Também nas relações pessoais deparamos muitas vezes com essa situação ao vermos a bolha da insolência, da má educação, da estupidez, de arrogância a encher, a encher em certos indivíduos que se nos surgem como sapos intoleráveis. O problema é que, por mais argumentos racionais a que possamos recorrer, a sua compreensão do relacionamento entre as pessoas é limitada e tendenciosa. Essas pessoas partem do princípio que dessa forma, sem recurso à violência, obtém poder, mesmo que virtual, porque tal facto já lhes acarinha o ego. A própria argumentação a que recorrem pode comportar violência. O recurso à violência efectiva para dar por finda uma questão pode provocar efeitos colaterais e diferidos que podem tornar a acção contraproducente.
Um conflito só está solucionado quando se encontra um novo equilíbrio que faça cessar a vontade de o alterar. Felizmente que a humanidade abandonou a procura de vitórias absolutas. Algumas manifestações de fundamentalismo causam alarme mas espera-se que as forças democráticas consigam sobrepor-se às forças que ainda tenham essa ambição. No geral hoje todas as vitórias que se perseguem na solução de conflitos são tão só relativas, sempre melhores e humanamente mais justas. Se uma solução não extingue toda a tensão que se tinha criado resta controlá-la e remetê-la para episódios posteriores. Este, como qualquer equilíbrio, pode ter roturas inesperadas, toda a estabilidade é passageira.

DADOS REGISTADOS

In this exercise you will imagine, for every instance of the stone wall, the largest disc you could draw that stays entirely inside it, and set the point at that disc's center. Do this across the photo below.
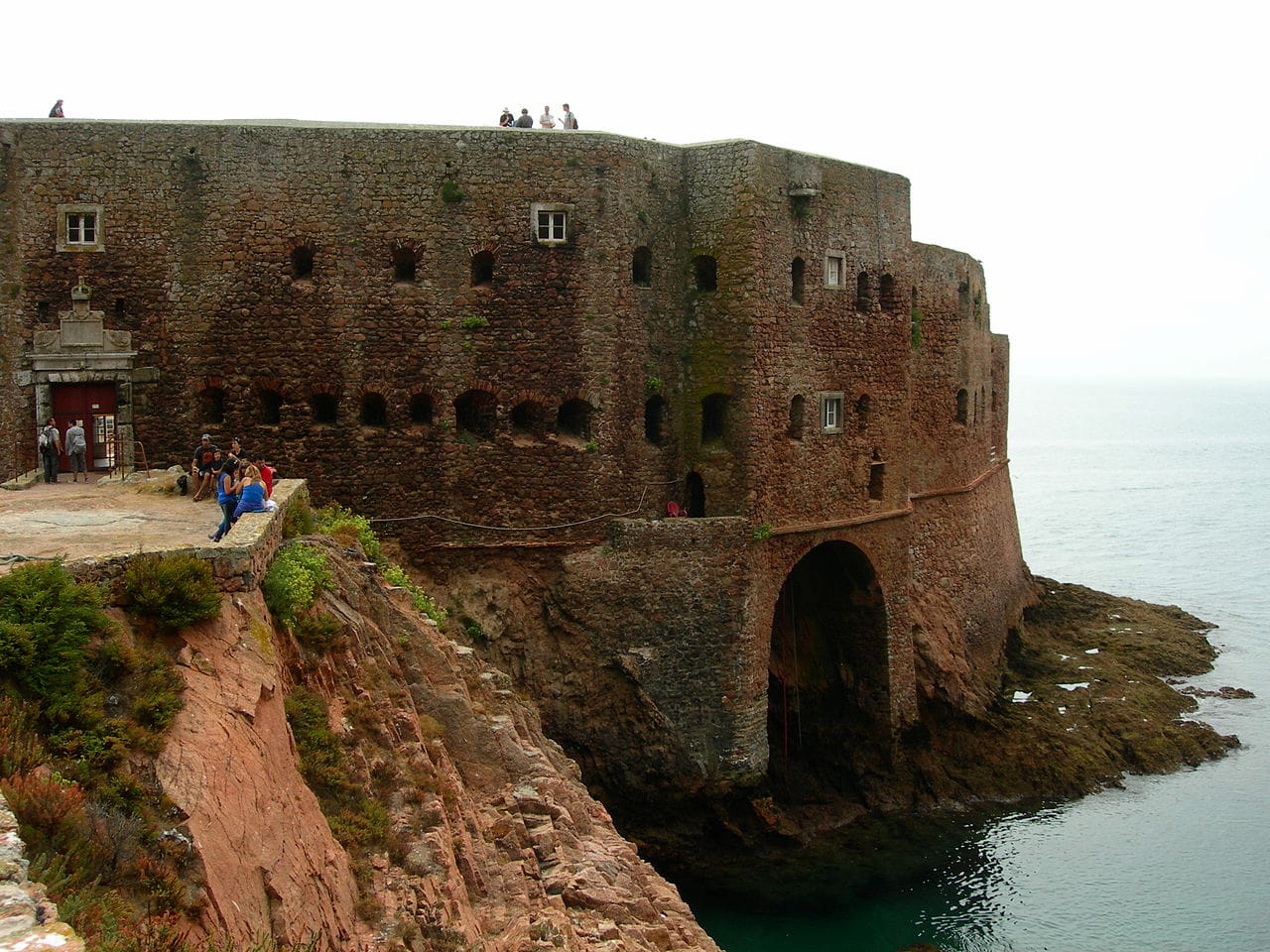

TAREFA PROPOSTA A
Explica, com base no texto sobre conflitos, por que razão as pessoas insolentes e arrogantes ali descritas agem dessa forma.
TAREFA PROPOSTA B
Segundo o texto sobre conflitos, em que momento um conflito fica solucionado?
TAREFA PROPOSTA C
Retoma o texto sobre conflitos e dá-lhe continuidade a partir da última frase.
As linhas registadas não têm qualquer papel neste trabalho.

RESPOSTA A
Partem do princípio de que, agindo assim e sem recorrer à violência, obtêm poder, mesmo que virtual. Esse facto já lhes acarinha o ego.

RESPOSTA B
Quando se encontra um novo equilíbrio que faça cessar a vontade de o alterar.

RESPOSTA C
Nem todos os conflitos remetem para uma luta de interesses claramente definidos, precisos. Imensas pessoas vêm-se envolvidas involuntariamente em muitas guerras sem nada ter a ver com elas. Envolvem-se nelas porque essas guerras as envolvem e, havendo uma supremacia em disputa, essas pessoas são tentadas a perfilar-se de um dos lados, pelos apelos dos seus intervenientes para a partilha de ganhos e percas dessa luta. Depois nem todas pessoas resistem da mesmo maneira a um envolvimento directo mesmo nada tendo a ver directamente com eventuais interesses em jogo.
Os conflitos nunca são gratuitos mas muitos são dificilmente decifráveis. As alianças que se formam são por vezes estranhas, as fidelidades desrespeitam muitas vezes o que parecia assente. Conjugam-se poderes de atracção e repulsa com proveniências diversas e muitas vezes sem relação entre si. Confundem-se poderes, sugestões, influências, insinuações e ameaças. E o que é bem pior, às tantas não se sabe quem é o responsável, quem despoletou o conflito, quem o alimenta e a quem é que ele interessa. Muitas vezes nem se sabe quem é o mandante e o mandado.
Afinal muitos juntos podemos contribuir para alimentar a violência, para que o rastilho fuja ao controle dos mais responsáveis, mas há sempre quem seja mandante, quem sugira, estimule, despolete e avalize o uso da violência. Também os mandantes podem ter hesitações, as coisas podem ir para caminhos não previstos, porém a responsabilidade é sempre individual por mais difundida colectivamente que esteja a violência. Em muitos aspectos nós já a herdamos, mas é necessário compreender as razões porque ela foi utilizada pelos nossos ancestrais para concluirmos pela inoportunidade do seu uso nos dias de hoje. Não mais podemos relegar para o colectivo as nossas responsabilidades, mesmo que nos dêem mandato para a aplicar.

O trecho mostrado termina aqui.